Material provided
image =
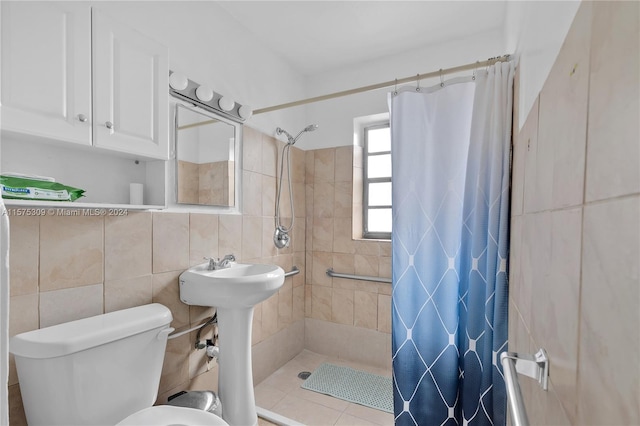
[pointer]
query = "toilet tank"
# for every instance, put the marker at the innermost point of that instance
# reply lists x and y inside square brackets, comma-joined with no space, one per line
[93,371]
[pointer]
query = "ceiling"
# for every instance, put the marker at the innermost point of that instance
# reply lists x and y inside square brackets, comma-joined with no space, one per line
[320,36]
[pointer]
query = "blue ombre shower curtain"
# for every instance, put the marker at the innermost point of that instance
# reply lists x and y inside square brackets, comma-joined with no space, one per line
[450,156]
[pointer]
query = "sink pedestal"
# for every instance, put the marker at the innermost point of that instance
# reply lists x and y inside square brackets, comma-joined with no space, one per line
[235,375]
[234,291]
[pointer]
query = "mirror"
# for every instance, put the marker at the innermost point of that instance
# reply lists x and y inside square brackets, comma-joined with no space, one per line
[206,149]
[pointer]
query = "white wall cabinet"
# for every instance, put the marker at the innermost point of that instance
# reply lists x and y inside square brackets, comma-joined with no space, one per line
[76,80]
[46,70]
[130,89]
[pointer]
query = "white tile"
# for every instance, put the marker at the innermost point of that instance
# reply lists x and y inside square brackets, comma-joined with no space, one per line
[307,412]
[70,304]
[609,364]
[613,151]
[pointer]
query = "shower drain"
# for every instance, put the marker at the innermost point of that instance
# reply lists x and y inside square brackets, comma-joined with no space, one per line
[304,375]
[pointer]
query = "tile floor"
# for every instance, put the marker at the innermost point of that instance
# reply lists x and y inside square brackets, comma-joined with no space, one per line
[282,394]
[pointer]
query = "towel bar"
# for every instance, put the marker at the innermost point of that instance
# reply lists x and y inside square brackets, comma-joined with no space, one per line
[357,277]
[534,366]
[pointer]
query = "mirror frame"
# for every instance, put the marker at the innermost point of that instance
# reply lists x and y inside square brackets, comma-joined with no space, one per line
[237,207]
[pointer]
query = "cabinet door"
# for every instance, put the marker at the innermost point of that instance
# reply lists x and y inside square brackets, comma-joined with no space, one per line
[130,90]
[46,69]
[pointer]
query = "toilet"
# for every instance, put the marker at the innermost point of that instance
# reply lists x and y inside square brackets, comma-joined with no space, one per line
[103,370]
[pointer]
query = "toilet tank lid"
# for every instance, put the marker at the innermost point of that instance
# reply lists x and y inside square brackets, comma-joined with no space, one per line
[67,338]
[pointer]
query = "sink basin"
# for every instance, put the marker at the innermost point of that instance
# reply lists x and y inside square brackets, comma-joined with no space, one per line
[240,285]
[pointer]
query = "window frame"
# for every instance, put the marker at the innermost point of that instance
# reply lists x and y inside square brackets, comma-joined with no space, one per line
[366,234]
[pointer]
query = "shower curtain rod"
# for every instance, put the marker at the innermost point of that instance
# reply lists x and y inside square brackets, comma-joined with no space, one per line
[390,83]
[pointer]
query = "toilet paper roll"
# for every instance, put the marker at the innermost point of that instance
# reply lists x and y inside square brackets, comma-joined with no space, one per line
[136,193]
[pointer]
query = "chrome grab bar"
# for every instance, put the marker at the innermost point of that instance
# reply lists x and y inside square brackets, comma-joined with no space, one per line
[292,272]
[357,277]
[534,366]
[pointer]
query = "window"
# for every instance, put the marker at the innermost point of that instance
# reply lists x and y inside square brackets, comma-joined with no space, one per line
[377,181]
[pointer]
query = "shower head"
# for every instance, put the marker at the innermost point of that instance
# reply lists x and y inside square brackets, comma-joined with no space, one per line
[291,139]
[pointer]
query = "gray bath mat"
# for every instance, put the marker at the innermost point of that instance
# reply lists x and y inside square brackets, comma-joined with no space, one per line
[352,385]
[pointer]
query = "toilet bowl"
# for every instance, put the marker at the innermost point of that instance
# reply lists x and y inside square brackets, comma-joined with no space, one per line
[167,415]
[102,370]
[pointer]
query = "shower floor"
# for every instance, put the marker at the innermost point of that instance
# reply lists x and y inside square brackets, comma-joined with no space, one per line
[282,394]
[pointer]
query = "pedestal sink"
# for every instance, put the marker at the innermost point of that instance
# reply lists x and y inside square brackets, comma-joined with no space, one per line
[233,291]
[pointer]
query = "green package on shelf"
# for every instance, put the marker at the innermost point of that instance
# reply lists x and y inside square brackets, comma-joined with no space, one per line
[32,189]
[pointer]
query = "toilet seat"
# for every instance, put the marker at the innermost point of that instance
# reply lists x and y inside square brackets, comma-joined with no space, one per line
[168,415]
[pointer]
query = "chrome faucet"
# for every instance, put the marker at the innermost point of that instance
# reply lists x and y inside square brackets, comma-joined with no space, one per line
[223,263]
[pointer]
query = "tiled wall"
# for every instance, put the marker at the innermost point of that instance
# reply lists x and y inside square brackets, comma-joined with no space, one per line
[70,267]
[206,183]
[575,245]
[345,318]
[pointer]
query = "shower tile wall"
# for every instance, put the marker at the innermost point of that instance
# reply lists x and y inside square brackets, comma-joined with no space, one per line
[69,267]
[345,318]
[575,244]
---
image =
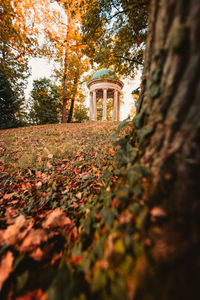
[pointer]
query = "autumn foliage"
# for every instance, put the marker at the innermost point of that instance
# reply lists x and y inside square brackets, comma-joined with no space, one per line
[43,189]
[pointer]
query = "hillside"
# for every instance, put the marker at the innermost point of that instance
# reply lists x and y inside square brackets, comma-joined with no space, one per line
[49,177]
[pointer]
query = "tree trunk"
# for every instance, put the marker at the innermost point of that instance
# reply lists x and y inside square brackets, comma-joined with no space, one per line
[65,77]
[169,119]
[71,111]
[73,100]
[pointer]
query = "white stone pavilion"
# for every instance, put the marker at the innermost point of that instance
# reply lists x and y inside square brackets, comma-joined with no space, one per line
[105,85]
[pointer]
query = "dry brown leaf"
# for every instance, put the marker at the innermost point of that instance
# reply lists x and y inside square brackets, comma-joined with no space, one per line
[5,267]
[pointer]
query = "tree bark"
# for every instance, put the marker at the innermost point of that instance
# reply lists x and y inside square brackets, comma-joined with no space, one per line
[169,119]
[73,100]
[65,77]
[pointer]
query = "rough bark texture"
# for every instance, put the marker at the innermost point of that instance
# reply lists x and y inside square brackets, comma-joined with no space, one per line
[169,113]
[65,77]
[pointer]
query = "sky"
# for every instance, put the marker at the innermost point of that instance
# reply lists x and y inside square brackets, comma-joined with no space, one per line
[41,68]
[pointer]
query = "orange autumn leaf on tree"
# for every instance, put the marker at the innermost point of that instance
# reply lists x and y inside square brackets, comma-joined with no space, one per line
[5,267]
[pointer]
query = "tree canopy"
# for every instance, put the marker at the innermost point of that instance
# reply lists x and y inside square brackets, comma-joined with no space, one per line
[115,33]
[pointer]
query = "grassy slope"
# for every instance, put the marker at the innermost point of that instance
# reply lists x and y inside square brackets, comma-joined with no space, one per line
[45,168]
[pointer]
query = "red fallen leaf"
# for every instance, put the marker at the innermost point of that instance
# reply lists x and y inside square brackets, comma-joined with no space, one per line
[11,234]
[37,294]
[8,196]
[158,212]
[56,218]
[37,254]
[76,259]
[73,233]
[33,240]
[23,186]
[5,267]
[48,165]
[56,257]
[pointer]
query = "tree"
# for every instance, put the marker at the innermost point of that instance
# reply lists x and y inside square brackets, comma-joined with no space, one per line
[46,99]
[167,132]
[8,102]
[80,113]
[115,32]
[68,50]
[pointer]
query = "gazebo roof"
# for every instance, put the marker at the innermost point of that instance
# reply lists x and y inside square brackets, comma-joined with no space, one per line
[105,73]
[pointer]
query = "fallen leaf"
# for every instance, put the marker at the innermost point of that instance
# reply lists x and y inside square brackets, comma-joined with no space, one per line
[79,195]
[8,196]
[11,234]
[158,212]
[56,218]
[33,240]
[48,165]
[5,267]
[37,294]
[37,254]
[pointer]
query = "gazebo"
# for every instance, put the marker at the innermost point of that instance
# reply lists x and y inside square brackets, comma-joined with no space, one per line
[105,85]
==
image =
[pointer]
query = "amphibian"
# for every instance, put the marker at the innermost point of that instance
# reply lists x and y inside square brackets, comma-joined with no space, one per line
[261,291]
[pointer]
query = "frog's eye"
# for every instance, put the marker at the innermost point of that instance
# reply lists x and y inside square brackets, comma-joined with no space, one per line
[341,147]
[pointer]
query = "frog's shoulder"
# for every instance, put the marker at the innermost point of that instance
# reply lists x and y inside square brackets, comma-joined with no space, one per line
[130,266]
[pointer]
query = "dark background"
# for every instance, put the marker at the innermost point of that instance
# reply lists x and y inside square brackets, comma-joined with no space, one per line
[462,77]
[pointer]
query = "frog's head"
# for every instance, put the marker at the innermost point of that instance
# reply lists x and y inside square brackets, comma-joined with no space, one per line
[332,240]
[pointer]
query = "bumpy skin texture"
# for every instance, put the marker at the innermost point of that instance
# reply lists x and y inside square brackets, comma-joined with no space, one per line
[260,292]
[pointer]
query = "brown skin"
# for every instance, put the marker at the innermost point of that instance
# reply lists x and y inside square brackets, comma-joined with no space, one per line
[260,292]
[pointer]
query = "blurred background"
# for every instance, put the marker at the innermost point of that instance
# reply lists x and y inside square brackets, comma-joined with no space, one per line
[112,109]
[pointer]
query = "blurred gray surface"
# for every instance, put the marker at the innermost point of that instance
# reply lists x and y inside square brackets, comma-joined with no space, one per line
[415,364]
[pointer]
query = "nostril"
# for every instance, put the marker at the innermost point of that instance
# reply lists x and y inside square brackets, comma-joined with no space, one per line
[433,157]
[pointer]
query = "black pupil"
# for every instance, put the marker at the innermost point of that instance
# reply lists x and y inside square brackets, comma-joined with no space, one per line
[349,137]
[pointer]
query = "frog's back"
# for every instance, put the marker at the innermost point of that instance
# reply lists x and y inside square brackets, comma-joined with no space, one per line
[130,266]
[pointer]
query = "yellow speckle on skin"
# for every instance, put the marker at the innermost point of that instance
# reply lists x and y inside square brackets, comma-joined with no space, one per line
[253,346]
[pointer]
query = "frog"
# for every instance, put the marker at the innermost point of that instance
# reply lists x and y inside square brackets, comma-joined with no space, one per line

Problem
Report every line in the rows above that contains the string "tree". Case counts, so a line qualifies only if its letters match in uppercase and lowercase.

Expected answer
query = "tree trunk"
query = "tree bark"
query = "orange autumn leaf on tree"
query = "tree canopy"
query = "tree"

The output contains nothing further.